Records
..............................

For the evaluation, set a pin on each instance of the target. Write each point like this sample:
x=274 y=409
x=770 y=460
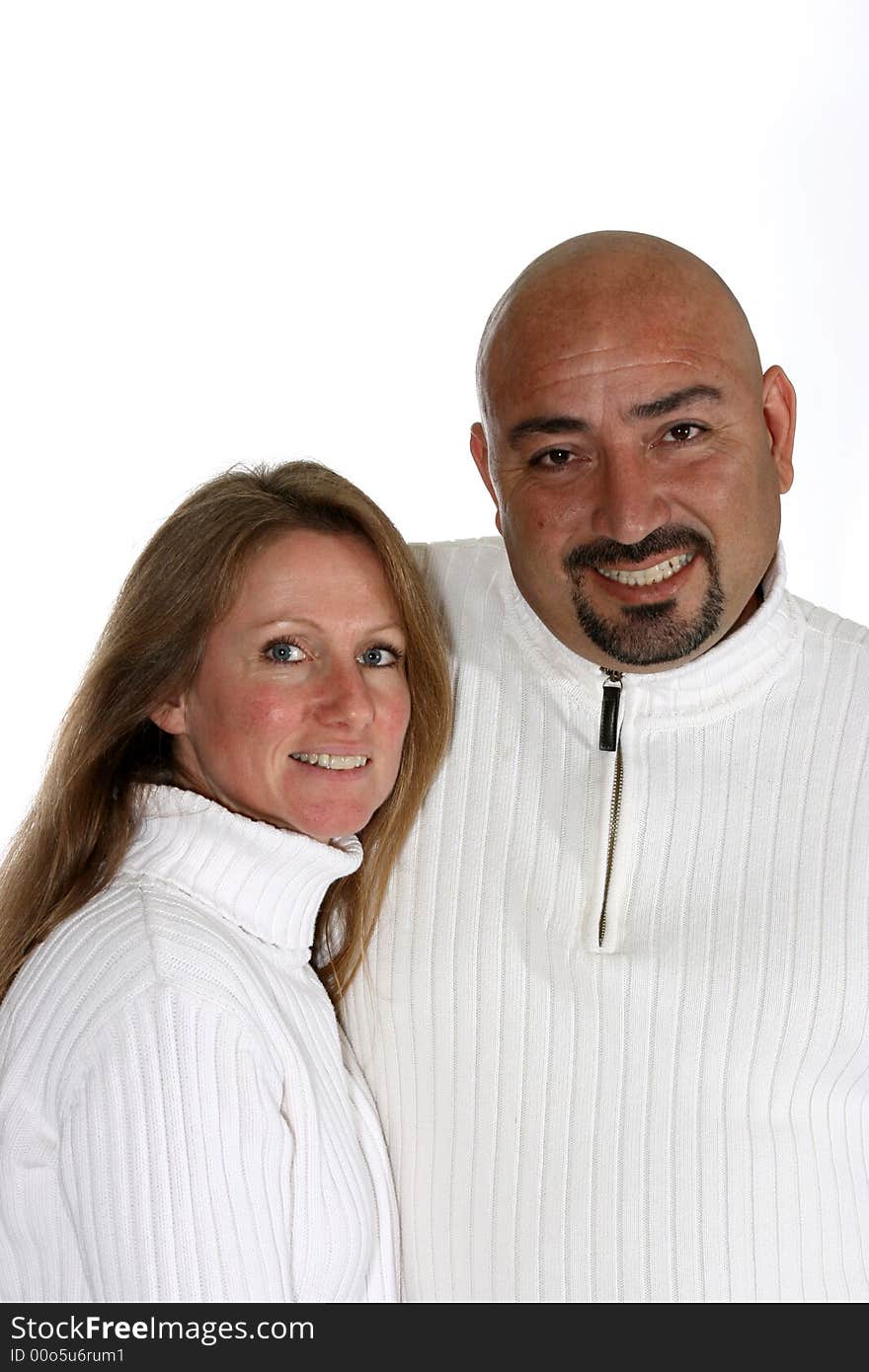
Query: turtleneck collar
x=722 y=678
x=270 y=881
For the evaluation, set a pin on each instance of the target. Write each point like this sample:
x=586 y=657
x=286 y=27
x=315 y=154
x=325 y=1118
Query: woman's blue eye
x=281 y=650
x=379 y=657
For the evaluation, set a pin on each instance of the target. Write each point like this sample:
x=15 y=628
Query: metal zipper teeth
x=615 y=807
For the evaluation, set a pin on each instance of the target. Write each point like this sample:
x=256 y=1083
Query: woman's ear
x=171 y=717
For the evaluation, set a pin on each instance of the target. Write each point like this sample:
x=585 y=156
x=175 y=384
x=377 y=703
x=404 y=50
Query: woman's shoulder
x=137 y=942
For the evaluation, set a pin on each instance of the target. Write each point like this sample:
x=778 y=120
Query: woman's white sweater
x=180 y=1117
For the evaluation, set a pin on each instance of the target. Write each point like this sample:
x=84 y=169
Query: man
x=616 y=1009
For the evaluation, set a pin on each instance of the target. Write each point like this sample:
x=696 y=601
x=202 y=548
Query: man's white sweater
x=180 y=1118
x=678 y=1111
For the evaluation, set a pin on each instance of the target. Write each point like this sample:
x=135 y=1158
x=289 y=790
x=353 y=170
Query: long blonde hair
x=77 y=832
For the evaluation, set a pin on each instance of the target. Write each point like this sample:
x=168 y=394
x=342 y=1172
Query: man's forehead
x=630 y=375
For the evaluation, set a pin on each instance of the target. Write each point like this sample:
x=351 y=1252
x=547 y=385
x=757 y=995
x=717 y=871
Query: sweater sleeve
x=176 y=1160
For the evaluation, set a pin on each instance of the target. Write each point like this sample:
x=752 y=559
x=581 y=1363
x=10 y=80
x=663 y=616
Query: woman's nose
x=345 y=697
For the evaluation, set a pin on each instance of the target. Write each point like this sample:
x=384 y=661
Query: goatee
x=646 y=636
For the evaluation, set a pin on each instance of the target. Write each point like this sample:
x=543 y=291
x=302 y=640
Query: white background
x=256 y=231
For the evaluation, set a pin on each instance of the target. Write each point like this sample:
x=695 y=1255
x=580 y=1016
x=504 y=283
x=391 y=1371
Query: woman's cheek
x=260 y=711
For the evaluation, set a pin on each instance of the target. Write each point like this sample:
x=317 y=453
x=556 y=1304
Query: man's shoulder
x=467 y=577
x=460 y=556
x=834 y=629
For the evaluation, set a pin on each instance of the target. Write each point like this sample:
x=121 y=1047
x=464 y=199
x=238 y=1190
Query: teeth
x=650 y=575
x=333 y=762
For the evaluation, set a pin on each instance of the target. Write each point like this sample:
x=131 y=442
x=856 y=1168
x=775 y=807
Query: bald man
x=616 y=1009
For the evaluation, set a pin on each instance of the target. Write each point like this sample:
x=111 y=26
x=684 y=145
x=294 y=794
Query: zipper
x=608 y=742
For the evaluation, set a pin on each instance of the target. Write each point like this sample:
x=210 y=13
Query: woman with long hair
x=180 y=1117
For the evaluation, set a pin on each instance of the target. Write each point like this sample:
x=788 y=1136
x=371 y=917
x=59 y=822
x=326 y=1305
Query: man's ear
x=479 y=450
x=780 y=419
x=172 y=715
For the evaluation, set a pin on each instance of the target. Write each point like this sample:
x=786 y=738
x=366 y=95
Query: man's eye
x=552 y=457
x=379 y=656
x=682 y=432
x=284 y=650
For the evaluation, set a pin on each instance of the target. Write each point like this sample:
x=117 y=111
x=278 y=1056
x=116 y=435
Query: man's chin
x=650 y=636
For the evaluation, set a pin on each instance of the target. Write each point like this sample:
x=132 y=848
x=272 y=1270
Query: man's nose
x=345 y=699
x=629 y=502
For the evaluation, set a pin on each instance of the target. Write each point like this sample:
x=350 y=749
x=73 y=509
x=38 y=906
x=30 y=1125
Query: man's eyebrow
x=546 y=424
x=674 y=401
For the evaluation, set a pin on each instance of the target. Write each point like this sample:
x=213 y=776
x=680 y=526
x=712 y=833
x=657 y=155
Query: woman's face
x=299 y=707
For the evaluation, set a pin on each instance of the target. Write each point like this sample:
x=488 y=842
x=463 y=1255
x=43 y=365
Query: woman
x=180 y=1118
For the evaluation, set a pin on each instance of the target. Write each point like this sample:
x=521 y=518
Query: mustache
x=669 y=538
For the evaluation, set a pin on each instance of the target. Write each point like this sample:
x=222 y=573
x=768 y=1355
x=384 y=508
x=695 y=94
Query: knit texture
x=679 y=1112
x=180 y=1117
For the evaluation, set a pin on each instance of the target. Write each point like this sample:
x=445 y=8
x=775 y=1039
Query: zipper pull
x=609 y=714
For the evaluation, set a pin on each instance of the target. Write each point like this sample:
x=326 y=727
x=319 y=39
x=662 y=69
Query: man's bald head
x=608 y=283
x=633 y=449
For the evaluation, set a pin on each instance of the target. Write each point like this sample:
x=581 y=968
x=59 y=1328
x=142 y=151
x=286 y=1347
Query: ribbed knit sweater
x=681 y=1111
x=180 y=1117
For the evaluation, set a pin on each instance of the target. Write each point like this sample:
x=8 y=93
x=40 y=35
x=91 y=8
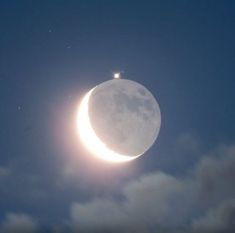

..............................

Task requirements ▸
Return every line of the items above that contains the word "hair", treating uppercase and lowercase letters as different.

Response to this exercise ▸
Query: long blonde hair
Query: woman with long hair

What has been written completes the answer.